- [TEXT SHOWN]
>>>>>
Your man’s very vigorous … is he a hopper and a leaper? Is he an honest cowboy? Would he be any use in the sack? Would you say he’s a definite ride?

Slow-motion molten glances. Cinematic moments and those less rehearsed. The awkwardness of clothes and the stilted tripping journey from sofa to bed. Then the freedom, the joyful rolling, plotting boundaries and finding landmarks, directions cut off mid-sentence. I see it again, or some version of it: involving limbs and hair, saliva and teeth, the electricity of fingertips and skin scorched into an awful fervent feeling. The urgent consensual stare and the act of near-violence that followed.

As the mystery of the house deepens (seemingly because of supernatural reasons – things appear to Maud: clues about the disappearance of not just Margeurite but another child, Maggie Dunne), Maud also recalls her own family tragedy: she had an older sister, Deirdre, who disappeared one summer during a holiday in Donegal.

The relationship between Maud and Cathal is initially antagonistic. He insults her: “He wishes me a barren womb (no changes there, then), eating without ever shitting, sodomy by all of hell’s demons (simultaneously and one after another), fierce constrictions of the throat, a relentless smouldering of the groin and an eternity in hell with my eyes on fire.” He threatens her when he suspects she has been nosing around the house; but eventually the two become close – not exactly friends, but more than acquaintances.
<<<<<
- [GIVEN TASK A] Extract each line of the entries that contains the string "kitchen".
The passage and the entries were drawn from unrelated sources.

[Data items]
>>>>>
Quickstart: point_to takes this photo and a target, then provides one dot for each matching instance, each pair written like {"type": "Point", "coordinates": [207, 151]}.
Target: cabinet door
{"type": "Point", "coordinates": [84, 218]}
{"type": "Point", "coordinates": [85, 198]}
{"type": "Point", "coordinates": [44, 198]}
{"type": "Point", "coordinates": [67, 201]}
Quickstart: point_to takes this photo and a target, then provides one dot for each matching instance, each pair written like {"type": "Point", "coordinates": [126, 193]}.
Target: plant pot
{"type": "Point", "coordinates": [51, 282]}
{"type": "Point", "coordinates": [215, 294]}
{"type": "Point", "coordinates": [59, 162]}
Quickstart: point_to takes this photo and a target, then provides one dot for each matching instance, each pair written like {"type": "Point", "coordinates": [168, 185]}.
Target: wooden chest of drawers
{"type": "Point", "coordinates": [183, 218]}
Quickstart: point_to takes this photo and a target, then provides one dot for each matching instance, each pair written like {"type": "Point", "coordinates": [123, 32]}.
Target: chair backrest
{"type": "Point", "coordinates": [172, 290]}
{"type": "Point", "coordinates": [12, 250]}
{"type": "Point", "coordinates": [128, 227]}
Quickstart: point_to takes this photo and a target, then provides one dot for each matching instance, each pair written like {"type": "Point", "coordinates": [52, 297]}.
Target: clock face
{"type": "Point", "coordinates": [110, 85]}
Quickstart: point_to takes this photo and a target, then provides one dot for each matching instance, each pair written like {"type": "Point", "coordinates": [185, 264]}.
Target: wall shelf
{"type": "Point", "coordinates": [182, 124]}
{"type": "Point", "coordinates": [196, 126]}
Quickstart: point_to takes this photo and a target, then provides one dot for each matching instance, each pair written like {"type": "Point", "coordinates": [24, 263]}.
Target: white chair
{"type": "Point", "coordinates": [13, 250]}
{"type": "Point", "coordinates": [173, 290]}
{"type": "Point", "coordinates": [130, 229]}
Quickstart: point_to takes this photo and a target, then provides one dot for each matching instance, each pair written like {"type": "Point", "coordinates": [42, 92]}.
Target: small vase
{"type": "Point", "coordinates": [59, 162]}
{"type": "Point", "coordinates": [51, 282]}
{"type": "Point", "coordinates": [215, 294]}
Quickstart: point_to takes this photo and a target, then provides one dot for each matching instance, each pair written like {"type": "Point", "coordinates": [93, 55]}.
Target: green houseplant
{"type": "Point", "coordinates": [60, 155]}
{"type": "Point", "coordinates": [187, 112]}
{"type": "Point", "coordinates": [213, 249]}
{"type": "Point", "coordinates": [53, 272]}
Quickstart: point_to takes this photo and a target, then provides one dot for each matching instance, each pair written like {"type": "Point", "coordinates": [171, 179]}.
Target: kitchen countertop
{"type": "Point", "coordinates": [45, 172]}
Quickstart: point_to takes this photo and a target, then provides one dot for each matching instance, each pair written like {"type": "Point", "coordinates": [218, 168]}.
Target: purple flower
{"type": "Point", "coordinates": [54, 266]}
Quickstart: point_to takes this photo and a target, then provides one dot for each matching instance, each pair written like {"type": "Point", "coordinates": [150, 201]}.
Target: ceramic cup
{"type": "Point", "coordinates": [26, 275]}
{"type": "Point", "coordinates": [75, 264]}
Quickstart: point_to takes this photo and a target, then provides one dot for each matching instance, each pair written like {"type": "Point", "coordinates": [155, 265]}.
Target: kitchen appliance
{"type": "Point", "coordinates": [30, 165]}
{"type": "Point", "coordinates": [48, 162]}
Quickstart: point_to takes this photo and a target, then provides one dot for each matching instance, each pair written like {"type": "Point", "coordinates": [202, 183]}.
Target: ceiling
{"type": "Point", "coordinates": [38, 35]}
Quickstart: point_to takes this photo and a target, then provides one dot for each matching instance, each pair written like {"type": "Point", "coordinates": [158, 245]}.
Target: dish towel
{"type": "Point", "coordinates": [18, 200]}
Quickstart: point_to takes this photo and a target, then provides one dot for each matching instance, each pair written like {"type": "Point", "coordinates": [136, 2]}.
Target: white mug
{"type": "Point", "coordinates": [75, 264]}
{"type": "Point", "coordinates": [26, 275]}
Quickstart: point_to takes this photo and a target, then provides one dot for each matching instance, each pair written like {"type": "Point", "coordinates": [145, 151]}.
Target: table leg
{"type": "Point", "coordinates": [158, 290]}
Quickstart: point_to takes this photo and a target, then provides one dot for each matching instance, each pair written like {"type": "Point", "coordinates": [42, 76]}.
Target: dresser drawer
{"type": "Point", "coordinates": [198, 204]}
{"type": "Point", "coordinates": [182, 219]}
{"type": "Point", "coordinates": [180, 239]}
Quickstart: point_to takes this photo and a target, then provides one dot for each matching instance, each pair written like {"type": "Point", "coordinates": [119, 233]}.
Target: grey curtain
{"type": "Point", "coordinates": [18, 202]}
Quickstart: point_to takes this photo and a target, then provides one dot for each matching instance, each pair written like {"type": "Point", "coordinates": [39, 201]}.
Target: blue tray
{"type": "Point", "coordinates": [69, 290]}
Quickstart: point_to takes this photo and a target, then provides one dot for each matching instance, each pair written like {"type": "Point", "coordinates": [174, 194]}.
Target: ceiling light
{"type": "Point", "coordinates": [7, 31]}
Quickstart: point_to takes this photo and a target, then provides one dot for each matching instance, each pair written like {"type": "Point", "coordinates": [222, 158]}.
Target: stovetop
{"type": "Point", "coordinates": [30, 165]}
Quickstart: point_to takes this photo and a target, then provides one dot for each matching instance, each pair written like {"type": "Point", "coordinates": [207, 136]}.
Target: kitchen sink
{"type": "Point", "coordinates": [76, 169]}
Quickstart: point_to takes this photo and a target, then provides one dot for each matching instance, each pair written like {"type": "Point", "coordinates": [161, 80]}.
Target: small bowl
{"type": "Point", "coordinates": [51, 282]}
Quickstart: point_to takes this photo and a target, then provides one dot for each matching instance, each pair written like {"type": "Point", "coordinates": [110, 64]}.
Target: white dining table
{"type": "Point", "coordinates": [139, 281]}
<<<<<
- [GIVEN TASK B] According to the passage, when and where did Maud's older sister, Deirdre, disappear?

- [COMPLETE OUTPUT A]
Target: kitchen countertop
Target: kitchen appliance
Target: kitchen sink

- [COMPLETE OUTPUT B] She disappeared one summer during a holiday in Donegal.